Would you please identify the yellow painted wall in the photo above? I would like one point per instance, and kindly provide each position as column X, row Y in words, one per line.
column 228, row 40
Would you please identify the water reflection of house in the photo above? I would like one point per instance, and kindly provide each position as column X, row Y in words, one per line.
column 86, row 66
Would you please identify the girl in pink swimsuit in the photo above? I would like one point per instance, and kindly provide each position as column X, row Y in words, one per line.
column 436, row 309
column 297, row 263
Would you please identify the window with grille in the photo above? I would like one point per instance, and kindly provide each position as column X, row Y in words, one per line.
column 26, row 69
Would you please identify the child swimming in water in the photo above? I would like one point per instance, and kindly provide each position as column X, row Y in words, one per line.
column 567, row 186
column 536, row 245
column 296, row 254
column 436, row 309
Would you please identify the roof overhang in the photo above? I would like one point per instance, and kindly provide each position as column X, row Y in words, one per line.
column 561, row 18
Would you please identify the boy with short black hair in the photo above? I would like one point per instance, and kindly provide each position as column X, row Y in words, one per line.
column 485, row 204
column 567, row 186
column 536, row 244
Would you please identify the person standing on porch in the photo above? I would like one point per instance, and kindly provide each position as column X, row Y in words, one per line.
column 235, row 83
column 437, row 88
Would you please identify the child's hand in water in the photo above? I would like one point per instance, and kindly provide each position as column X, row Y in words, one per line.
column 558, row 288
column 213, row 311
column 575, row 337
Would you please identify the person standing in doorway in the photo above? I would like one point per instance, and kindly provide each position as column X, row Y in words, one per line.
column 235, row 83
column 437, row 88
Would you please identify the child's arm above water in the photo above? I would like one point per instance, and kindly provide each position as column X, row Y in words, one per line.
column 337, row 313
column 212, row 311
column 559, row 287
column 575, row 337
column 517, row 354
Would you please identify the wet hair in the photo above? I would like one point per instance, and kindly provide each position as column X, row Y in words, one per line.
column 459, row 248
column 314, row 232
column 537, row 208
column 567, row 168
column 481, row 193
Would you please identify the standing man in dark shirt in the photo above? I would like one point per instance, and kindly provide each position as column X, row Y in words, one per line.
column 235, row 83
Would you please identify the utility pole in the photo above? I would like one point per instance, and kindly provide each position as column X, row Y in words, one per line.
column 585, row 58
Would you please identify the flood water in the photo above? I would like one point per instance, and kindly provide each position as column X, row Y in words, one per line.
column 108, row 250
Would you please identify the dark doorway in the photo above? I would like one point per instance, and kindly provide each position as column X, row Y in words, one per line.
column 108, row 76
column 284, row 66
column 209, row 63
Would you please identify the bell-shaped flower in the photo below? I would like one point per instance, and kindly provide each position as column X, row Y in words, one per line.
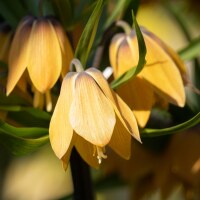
column 40, row 45
column 161, row 76
column 90, row 116
column 5, row 40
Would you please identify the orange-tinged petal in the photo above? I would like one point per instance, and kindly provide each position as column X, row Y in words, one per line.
column 66, row 157
column 67, row 52
column 91, row 115
column 122, row 110
column 113, row 51
column 86, row 151
column 162, row 73
column 121, row 140
column 60, row 130
column 18, row 56
column 138, row 95
column 45, row 58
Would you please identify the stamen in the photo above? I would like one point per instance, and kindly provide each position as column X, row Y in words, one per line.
column 100, row 153
column 48, row 101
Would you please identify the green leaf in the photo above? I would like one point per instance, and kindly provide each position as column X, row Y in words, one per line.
column 22, row 131
column 86, row 40
column 63, row 9
column 191, row 51
column 141, row 62
column 32, row 111
column 22, row 140
column 120, row 6
column 171, row 130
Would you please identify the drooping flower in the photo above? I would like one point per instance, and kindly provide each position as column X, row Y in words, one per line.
column 40, row 45
column 90, row 116
column 161, row 75
column 5, row 40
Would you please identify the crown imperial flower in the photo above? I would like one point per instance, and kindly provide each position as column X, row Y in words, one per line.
column 161, row 75
column 89, row 112
column 40, row 46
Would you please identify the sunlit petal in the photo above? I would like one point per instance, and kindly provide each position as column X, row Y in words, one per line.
column 139, row 97
column 66, row 49
column 162, row 73
column 113, row 51
column 122, row 110
column 66, row 157
column 121, row 140
column 86, row 151
column 91, row 115
column 45, row 59
column 60, row 130
column 18, row 56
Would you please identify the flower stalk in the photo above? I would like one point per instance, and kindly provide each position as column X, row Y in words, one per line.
column 83, row 187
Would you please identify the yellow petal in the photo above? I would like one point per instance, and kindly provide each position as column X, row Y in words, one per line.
column 138, row 95
column 121, row 140
column 162, row 73
column 113, row 52
column 60, row 130
column 5, row 40
column 45, row 58
column 122, row 110
column 67, row 52
column 91, row 115
column 86, row 151
column 66, row 157
column 18, row 56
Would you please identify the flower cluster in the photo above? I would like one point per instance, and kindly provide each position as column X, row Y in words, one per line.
column 88, row 114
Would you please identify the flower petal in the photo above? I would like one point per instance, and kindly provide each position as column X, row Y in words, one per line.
column 162, row 73
column 45, row 59
column 91, row 114
column 67, row 52
column 60, row 130
column 113, row 52
column 122, row 110
column 86, row 151
column 66, row 158
column 18, row 56
column 121, row 140
column 138, row 95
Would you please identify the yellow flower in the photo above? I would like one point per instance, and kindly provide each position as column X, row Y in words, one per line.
column 90, row 116
column 41, row 46
column 5, row 40
column 161, row 76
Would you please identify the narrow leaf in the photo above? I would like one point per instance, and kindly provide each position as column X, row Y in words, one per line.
column 141, row 62
column 86, row 40
column 191, row 51
column 120, row 6
column 22, row 132
column 20, row 145
column 171, row 130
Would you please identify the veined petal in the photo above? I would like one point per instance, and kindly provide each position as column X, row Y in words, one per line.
column 162, row 73
column 86, row 151
column 91, row 115
column 65, row 159
column 121, row 140
column 18, row 56
column 60, row 131
column 66, row 49
column 138, row 95
column 113, row 52
column 122, row 110
column 45, row 58
column 67, row 57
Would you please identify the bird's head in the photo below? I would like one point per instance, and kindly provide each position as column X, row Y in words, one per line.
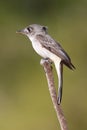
column 33, row 30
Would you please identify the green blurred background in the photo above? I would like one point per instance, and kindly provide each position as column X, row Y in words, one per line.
column 25, row 101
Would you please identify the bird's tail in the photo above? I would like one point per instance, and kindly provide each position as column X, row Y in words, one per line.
column 59, row 69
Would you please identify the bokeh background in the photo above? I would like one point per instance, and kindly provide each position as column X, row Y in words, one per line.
column 25, row 101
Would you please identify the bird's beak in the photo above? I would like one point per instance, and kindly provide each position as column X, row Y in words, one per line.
column 23, row 31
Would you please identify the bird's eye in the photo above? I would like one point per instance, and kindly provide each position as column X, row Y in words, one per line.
column 44, row 28
column 29, row 29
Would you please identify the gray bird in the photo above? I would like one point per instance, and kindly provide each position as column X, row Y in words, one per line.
column 48, row 48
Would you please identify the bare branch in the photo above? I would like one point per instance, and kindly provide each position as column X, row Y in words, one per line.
column 50, row 79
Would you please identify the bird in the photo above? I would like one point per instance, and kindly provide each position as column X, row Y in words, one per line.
column 48, row 48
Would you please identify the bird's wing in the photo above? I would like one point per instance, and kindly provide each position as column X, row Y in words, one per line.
column 50, row 44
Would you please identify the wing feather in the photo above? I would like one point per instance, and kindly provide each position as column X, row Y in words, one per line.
column 53, row 46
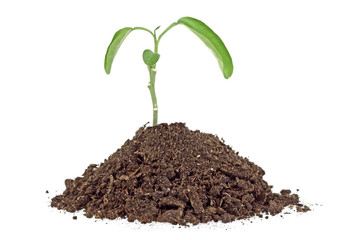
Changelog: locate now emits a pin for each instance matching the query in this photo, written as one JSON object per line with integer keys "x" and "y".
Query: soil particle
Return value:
{"x": 169, "y": 173}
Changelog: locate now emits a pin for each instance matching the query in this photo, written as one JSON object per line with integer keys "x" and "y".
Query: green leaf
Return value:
{"x": 150, "y": 58}
{"x": 212, "y": 41}
{"x": 115, "y": 44}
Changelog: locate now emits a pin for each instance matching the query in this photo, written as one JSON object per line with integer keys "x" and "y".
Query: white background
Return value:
{"x": 285, "y": 106}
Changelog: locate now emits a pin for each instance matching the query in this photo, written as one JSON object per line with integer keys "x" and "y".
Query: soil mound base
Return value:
{"x": 168, "y": 173}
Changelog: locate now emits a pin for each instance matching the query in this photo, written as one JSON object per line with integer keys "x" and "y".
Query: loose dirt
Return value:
{"x": 169, "y": 173}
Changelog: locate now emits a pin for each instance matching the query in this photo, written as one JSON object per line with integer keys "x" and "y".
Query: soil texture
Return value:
{"x": 168, "y": 173}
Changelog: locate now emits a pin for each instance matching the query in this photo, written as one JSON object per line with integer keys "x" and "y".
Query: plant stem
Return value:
{"x": 151, "y": 86}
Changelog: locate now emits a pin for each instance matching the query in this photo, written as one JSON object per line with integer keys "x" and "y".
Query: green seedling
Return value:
{"x": 208, "y": 36}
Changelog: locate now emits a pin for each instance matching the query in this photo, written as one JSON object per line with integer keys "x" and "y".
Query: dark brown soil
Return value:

● ● ● ●

What is being asked.
From the listing above, return every line that contains the word "soil".

Result of this exercise.
Query: soil particle
Query: soil mound base
Query: soil texture
Query: dark brown soil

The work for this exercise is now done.